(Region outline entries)
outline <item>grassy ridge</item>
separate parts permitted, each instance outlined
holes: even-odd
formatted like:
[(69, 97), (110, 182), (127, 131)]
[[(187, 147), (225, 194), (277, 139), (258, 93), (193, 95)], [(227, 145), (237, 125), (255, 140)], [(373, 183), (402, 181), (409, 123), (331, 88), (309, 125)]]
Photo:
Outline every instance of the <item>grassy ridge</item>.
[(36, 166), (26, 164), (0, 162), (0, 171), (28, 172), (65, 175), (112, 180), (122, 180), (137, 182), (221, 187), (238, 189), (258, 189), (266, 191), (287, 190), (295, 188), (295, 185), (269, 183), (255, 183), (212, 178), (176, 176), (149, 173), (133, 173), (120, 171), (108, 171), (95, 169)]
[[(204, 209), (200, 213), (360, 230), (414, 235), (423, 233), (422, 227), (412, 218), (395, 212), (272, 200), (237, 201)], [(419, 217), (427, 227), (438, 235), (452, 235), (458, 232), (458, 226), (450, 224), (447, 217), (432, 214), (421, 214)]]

_GIVEN INSTRUCTION_:
Render the records from their start through the line containing "Outline every instance", including that line, as a numbered list, and leave out any blank lines.

_RESULT OF THIS EXERCISE_:
1. outline <item>grassy ridge</item>
2. separate parts permitted, each instance outlined
3. holes: even-odd
4. formatted like:
5. [(69, 97), (110, 182), (127, 131)]
6. [[(187, 147), (225, 194), (277, 139), (258, 93), (193, 95)], [(227, 145), (237, 125), (255, 140)], [(373, 183), (402, 181), (409, 123), (331, 88), (309, 125)]]
7. Photo:
8. Outline every instance of the <item>grassy ridge</item>.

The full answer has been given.